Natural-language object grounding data
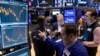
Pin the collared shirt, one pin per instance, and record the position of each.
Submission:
(65, 51)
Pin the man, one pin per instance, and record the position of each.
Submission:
(91, 34)
(41, 48)
(56, 27)
(69, 46)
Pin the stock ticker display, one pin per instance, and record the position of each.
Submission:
(13, 25)
(12, 13)
(21, 52)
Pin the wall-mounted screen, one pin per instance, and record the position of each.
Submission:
(69, 20)
(69, 12)
(13, 25)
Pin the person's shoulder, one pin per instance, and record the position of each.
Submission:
(79, 47)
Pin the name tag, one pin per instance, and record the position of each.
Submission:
(89, 29)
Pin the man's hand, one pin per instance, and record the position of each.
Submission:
(42, 34)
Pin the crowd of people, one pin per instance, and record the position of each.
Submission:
(63, 39)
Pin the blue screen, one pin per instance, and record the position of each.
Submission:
(13, 25)
(69, 13)
(21, 52)
(69, 19)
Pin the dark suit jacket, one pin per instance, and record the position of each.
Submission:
(76, 50)
(41, 48)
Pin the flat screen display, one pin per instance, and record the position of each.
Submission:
(20, 52)
(69, 12)
(69, 20)
(13, 25)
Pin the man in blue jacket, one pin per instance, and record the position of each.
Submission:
(69, 46)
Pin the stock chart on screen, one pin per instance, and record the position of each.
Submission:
(13, 24)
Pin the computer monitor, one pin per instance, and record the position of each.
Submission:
(56, 11)
(69, 15)
(69, 20)
(69, 12)
(21, 52)
(13, 25)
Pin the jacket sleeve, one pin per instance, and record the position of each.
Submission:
(51, 43)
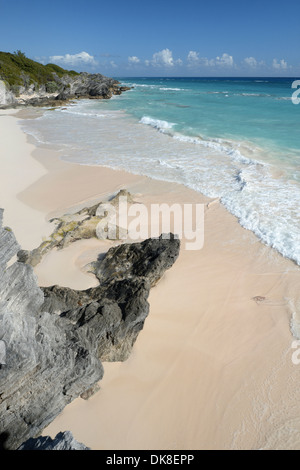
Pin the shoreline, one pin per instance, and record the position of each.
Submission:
(212, 365)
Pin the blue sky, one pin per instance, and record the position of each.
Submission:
(157, 38)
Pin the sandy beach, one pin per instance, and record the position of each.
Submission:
(212, 368)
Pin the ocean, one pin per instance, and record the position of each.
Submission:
(237, 139)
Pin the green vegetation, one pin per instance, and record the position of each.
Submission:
(17, 70)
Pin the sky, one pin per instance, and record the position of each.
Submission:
(133, 38)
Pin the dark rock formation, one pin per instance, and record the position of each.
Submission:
(80, 225)
(62, 441)
(55, 337)
(67, 87)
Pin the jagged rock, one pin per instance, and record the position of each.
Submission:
(55, 337)
(80, 225)
(62, 441)
(119, 304)
(65, 88)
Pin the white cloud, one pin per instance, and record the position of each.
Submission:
(133, 60)
(281, 64)
(251, 62)
(74, 59)
(193, 58)
(225, 60)
(163, 58)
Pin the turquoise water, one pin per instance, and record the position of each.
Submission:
(235, 139)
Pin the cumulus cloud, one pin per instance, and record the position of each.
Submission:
(279, 65)
(164, 58)
(193, 58)
(251, 62)
(74, 59)
(225, 60)
(133, 60)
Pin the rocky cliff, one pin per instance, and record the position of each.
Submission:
(56, 337)
(26, 82)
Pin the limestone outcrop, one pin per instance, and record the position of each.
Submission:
(56, 338)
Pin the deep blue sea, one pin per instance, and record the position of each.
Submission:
(237, 139)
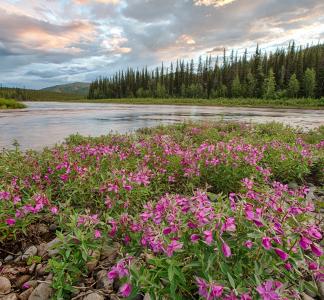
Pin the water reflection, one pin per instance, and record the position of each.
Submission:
(47, 123)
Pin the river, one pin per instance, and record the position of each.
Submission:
(46, 123)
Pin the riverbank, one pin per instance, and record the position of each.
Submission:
(241, 102)
(171, 210)
(11, 104)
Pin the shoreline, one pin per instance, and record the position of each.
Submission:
(199, 102)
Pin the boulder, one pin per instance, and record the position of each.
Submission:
(5, 285)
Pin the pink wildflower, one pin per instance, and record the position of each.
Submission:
(226, 250)
(282, 254)
(11, 222)
(172, 247)
(125, 290)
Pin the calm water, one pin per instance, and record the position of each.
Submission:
(47, 123)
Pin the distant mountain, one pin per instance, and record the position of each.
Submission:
(79, 88)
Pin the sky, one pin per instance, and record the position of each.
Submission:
(49, 42)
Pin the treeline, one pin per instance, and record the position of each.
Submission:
(287, 72)
(20, 94)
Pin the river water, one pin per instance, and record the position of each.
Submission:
(46, 123)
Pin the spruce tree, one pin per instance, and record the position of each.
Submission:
(269, 89)
(309, 82)
(293, 86)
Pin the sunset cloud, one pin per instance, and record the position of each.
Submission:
(45, 42)
(213, 2)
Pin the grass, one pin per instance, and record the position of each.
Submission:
(302, 103)
(10, 104)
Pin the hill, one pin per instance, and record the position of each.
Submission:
(79, 88)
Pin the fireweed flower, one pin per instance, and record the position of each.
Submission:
(97, 234)
(268, 290)
(248, 244)
(11, 222)
(266, 243)
(172, 247)
(282, 254)
(226, 250)
(125, 290)
(208, 237)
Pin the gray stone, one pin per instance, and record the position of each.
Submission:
(25, 295)
(5, 285)
(21, 280)
(42, 292)
(31, 251)
(93, 296)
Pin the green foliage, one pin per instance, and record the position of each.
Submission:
(309, 82)
(260, 75)
(269, 89)
(10, 104)
(293, 86)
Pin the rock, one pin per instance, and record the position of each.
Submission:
(5, 285)
(32, 268)
(110, 252)
(91, 265)
(320, 286)
(103, 281)
(31, 251)
(25, 295)
(94, 296)
(52, 227)
(32, 283)
(52, 244)
(42, 292)
(12, 296)
(9, 258)
(306, 297)
(42, 229)
(42, 249)
(21, 280)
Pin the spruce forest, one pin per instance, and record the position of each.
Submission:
(292, 72)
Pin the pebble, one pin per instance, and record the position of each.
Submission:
(21, 280)
(5, 285)
(103, 281)
(25, 295)
(31, 251)
(9, 258)
(32, 283)
(32, 268)
(42, 292)
(52, 227)
(94, 296)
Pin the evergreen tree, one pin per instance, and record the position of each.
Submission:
(293, 86)
(236, 87)
(269, 89)
(309, 82)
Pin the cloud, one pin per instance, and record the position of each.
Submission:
(114, 2)
(213, 2)
(44, 42)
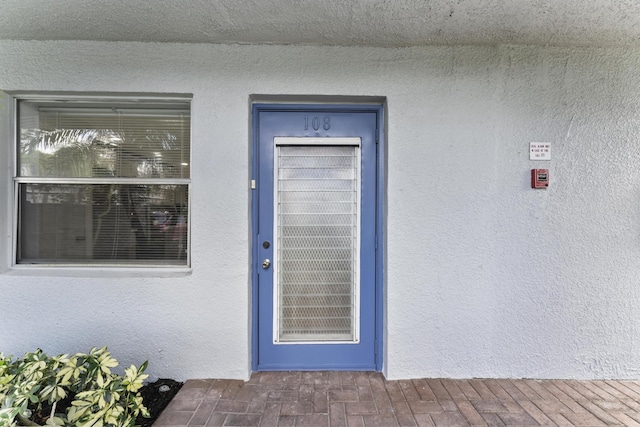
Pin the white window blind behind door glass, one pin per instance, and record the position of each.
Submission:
(317, 260)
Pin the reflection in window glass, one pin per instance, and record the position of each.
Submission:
(103, 182)
(114, 223)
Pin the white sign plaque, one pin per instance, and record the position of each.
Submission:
(539, 151)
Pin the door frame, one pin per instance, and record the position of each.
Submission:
(380, 314)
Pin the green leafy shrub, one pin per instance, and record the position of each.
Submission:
(78, 390)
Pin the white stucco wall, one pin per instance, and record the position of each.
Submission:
(485, 277)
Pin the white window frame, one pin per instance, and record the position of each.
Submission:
(98, 269)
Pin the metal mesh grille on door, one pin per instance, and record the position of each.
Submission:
(317, 210)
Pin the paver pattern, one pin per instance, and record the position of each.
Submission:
(367, 399)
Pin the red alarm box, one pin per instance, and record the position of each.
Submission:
(539, 178)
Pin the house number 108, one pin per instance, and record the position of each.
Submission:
(315, 123)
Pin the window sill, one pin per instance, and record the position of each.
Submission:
(98, 272)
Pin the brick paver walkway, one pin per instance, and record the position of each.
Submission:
(367, 399)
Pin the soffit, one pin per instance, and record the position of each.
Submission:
(388, 23)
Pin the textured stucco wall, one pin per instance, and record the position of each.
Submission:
(485, 276)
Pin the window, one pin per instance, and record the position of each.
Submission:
(103, 182)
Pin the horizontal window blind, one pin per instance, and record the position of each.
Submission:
(104, 184)
(105, 143)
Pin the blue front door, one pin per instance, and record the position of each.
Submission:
(315, 223)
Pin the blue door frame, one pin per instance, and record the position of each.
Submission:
(311, 130)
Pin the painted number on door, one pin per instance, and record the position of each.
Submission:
(315, 122)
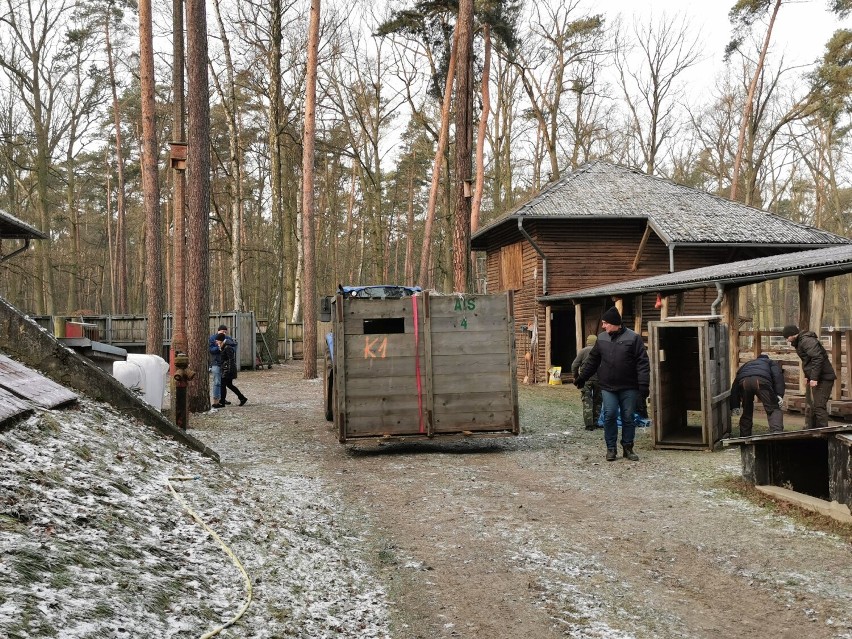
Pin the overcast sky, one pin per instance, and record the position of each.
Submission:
(801, 29)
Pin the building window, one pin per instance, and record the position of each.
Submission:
(511, 267)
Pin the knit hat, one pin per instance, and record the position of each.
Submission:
(789, 330)
(612, 316)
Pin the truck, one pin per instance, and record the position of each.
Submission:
(402, 363)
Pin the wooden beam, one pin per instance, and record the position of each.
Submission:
(578, 326)
(637, 314)
(847, 374)
(804, 303)
(817, 306)
(548, 313)
(837, 363)
(641, 249)
(731, 316)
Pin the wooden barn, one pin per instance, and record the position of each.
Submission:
(605, 223)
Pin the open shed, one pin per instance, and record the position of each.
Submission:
(811, 268)
(604, 224)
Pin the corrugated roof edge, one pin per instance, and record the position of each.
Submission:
(832, 260)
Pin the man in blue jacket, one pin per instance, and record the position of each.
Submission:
(624, 373)
(761, 377)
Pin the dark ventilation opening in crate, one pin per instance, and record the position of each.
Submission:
(799, 465)
(384, 325)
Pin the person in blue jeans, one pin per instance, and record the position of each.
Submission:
(624, 373)
(216, 364)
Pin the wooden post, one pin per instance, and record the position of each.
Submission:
(804, 304)
(578, 326)
(804, 319)
(731, 317)
(817, 307)
(847, 373)
(664, 307)
(637, 315)
(837, 363)
(548, 313)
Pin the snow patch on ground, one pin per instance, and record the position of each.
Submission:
(93, 543)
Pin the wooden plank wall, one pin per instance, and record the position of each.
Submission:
(450, 371)
(588, 253)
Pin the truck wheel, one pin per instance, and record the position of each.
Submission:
(328, 387)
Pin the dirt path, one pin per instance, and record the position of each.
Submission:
(537, 536)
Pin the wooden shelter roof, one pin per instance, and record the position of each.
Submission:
(677, 214)
(831, 261)
(11, 228)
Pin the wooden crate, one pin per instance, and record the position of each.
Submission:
(424, 366)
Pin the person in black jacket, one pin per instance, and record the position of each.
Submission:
(761, 377)
(621, 361)
(818, 371)
(591, 392)
(229, 371)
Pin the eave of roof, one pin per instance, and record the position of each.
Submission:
(831, 261)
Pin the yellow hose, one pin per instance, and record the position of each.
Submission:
(227, 550)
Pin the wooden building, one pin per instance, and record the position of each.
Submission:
(605, 223)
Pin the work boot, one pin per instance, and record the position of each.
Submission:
(628, 452)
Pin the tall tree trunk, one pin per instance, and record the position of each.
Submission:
(464, 136)
(749, 105)
(229, 102)
(425, 255)
(483, 128)
(198, 201)
(275, 160)
(121, 222)
(409, 242)
(308, 143)
(151, 185)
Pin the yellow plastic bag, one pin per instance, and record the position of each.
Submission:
(554, 376)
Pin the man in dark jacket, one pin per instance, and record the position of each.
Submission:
(621, 361)
(818, 371)
(591, 392)
(765, 379)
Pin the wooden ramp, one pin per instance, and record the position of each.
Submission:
(25, 383)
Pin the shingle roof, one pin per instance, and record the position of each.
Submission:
(829, 261)
(678, 214)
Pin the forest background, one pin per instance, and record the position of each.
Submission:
(553, 84)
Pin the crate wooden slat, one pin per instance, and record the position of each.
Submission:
(26, 383)
(446, 367)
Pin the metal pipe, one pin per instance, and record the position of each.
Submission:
(714, 306)
(540, 253)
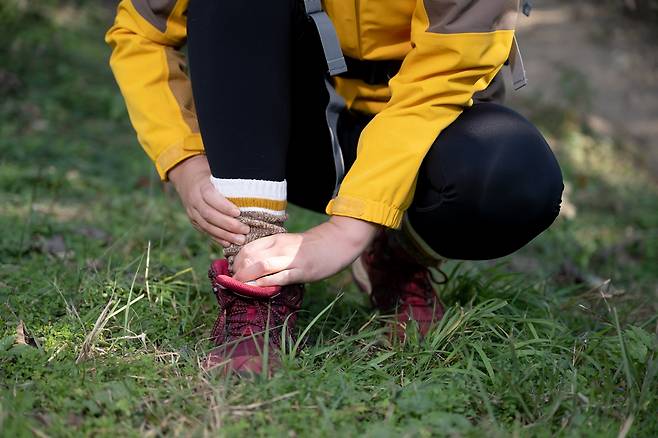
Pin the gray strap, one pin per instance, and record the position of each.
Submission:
(519, 78)
(328, 37)
(335, 106)
(527, 7)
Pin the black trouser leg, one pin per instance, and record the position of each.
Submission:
(488, 186)
(240, 65)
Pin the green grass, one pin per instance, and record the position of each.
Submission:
(535, 345)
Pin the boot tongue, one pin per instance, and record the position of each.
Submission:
(220, 276)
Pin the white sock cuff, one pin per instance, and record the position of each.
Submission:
(251, 188)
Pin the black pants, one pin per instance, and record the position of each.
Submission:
(488, 185)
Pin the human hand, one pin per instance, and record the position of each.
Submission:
(292, 258)
(209, 211)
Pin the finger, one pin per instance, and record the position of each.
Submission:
(215, 199)
(283, 278)
(221, 220)
(216, 232)
(262, 267)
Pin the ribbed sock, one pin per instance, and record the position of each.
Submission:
(262, 207)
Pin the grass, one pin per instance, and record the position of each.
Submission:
(105, 309)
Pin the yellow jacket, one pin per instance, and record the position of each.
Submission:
(450, 49)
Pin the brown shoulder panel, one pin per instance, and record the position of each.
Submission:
(471, 16)
(156, 12)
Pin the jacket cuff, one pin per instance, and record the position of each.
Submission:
(174, 154)
(366, 210)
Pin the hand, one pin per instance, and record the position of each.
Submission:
(208, 210)
(320, 252)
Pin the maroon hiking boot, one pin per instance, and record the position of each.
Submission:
(248, 316)
(398, 285)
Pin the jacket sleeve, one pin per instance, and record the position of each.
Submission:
(458, 46)
(150, 69)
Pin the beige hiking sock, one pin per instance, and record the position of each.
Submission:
(262, 207)
(261, 225)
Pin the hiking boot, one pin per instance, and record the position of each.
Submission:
(397, 285)
(250, 319)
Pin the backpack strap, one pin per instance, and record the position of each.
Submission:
(328, 37)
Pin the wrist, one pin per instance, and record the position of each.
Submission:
(177, 174)
(356, 232)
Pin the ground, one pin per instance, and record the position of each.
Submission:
(105, 309)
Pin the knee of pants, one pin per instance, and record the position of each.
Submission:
(488, 186)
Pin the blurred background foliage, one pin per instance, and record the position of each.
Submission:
(80, 203)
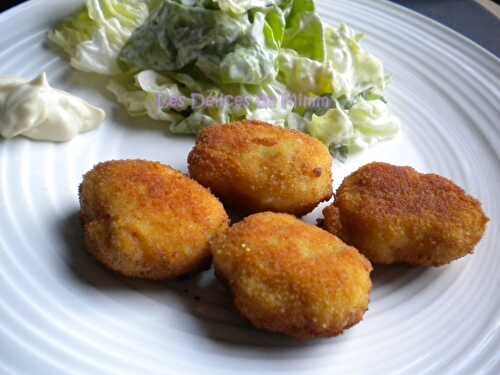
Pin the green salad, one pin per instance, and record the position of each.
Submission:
(195, 63)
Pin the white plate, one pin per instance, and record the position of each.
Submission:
(62, 313)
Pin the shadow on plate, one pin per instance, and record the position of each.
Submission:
(200, 295)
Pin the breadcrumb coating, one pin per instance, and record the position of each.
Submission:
(147, 220)
(254, 166)
(396, 215)
(291, 277)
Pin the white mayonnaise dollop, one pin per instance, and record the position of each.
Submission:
(36, 110)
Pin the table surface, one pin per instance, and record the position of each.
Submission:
(468, 17)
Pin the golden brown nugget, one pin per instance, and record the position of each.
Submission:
(256, 167)
(291, 277)
(397, 215)
(147, 220)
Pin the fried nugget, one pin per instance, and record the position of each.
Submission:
(255, 167)
(397, 215)
(290, 277)
(147, 220)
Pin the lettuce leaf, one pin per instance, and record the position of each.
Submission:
(94, 37)
(165, 55)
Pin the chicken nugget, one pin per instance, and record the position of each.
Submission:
(397, 215)
(147, 220)
(255, 167)
(290, 277)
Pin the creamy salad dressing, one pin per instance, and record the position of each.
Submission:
(36, 110)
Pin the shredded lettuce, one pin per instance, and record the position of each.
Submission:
(166, 58)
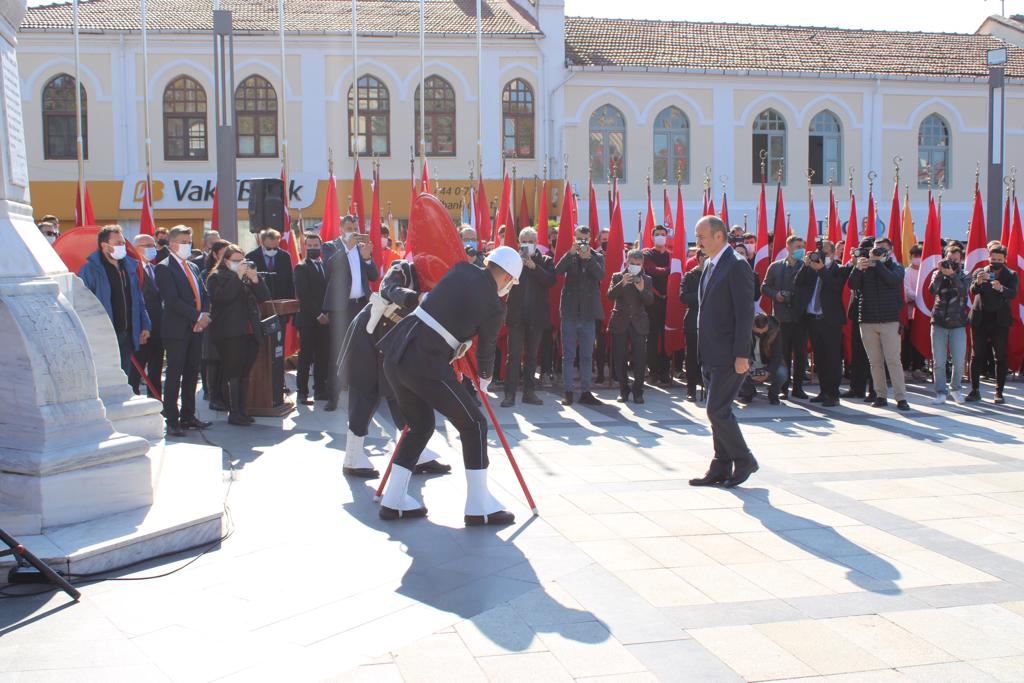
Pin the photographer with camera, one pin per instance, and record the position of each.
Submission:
(633, 294)
(527, 316)
(780, 287)
(820, 284)
(949, 286)
(580, 308)
(994, 288)
(236, 291)
(880, 280)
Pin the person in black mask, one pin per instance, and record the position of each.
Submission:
(994, 288)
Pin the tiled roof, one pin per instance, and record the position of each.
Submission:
(388, 16)
(629, 43)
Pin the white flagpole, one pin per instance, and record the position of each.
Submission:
(423, 78)
(78, 119)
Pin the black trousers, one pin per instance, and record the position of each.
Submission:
(723, 384)
(826, 340)
(421, 390)
(638, 351)
(182, 375)
(988, 340)
(795, 351)
(692, 360)
(314, 345)
(524, 340)
(237, 355)
(657, 359)
(151, 357)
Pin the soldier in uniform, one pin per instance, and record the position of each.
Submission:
(418, 357)
(398, 296)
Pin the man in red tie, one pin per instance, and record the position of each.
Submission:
(185, 315)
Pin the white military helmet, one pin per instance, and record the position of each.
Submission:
(508, 259)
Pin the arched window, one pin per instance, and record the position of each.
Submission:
(769, 134)
(375, 120)
(672, 146)
(439, 119)
(184, 120)
(607, 143)
(256, 118)
(58, 119)
(517, 119)
(933, 152)
(824, 148)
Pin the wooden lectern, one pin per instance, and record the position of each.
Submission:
(266, 379)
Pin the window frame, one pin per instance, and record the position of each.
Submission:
(66, 117)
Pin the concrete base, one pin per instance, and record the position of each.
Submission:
(186, 511)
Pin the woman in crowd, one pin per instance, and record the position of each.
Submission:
(236, 291)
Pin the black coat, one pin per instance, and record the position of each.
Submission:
(180, 312)
(881, 290)
(235, 304)
(988, 300)
(630, 305)
(281, 284)
(309, 289)
(527, 303)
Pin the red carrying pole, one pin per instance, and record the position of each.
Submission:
(387, 472)
(468, 360)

Exercise directions:
Among the entries, find each line that includes the string "truck" and copy it.

Solution to the problem:
Pin the truck, one pin per instance, and record the position of each.
Pin the truck wheel, one pin per instance, and record the position of each.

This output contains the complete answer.